_СПИСОК ЗАДАНИЙ_.
• 1. Что ответила Злата на вопрос теста согласно исходному отрывку?
• 2. Выпишите все имена собственные, которые встречаются в исходном отрывке.
• 3. Отредактируйте часть исходного отрывка между словами «Однажды, в 1970» и «у нее есть.» включительно: замените «аэропорту» на «зале ожидания» и приведите получившийся фрагмент.

_ИСХОДНЫЙ ОТРЫВОК_.

§

Однажды, в 1970 году, я не мог вылететь из Ташкента в Москву, была нелетная погода, двое суток мы провели в аэропорту. Прошло почти полвека, но я запомнил, как один человек провел со мной и еще несколькими людьми тест. Вопрос был такой: вы оказываетесь около стены, которую нельзя ни обойти, ни перелезть, – что вы будете делать? Я ответил, что вернусь туда, откуда пришел к этой стенке. Потом приехал домой и рассказал этот тест Злате, она сказала: «А я бы стала у этой стены строить дом». Мне объяснили значение наших ответов: «Вы всю жизнь будете возвращаться в свое детство, а она будет всегда искать выходы из положения в конкретной ситуации». Моя жена видит мир так, что у непроходимой стены надо воздвигать удобное жилье. Это гораздо более важный тест, чем способность что-то приготовить, хотя и это замечательное умение у нее есть.

§

_ПРЕДОСТАВЛЕННЫЕ ДАННЫЕ_.
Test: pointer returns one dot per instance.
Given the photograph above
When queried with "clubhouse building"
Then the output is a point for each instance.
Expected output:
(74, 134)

§

_ИТОГОВЫЕ ОТВЕТЫ_.
• 1. Она сказала: «А я бы стала у этой стены строить дом».

• 2. Ташкент, Москва, Злата

• 3.
Однажды, в 1970 году, я не мог вылететь из Ташкента в Москву, была нелетная погода, двое суток мы провели в зале ожидания. Прошло почти полвека, но я запомнил, как один человек провел со мной и еще несколькими людьми тест. Вопрос был такой: вы оказываетесь около стены, которую нельзя ни обойти, ни перелезть, – что вы будете делать? Я ответил, что вернусь туда, откуда пришел к этой стенке. Потом приехал домой и рассказал этот тест Злате, она сказала: «А я бы стала у этой стены строить дом». Мне объяснили значение наших ответов: «Вы всю жизнь будете возвращаться в свое детство, а она будет всегда искать выходы из положения в конкретной ситуации». Моя жена видит мир так, что у непроходимой стены надо воздвигать удобное жилье. Это гораздо более важный тест, чем способность что-то приготовить, хотя и это замечательное умение у нее есть.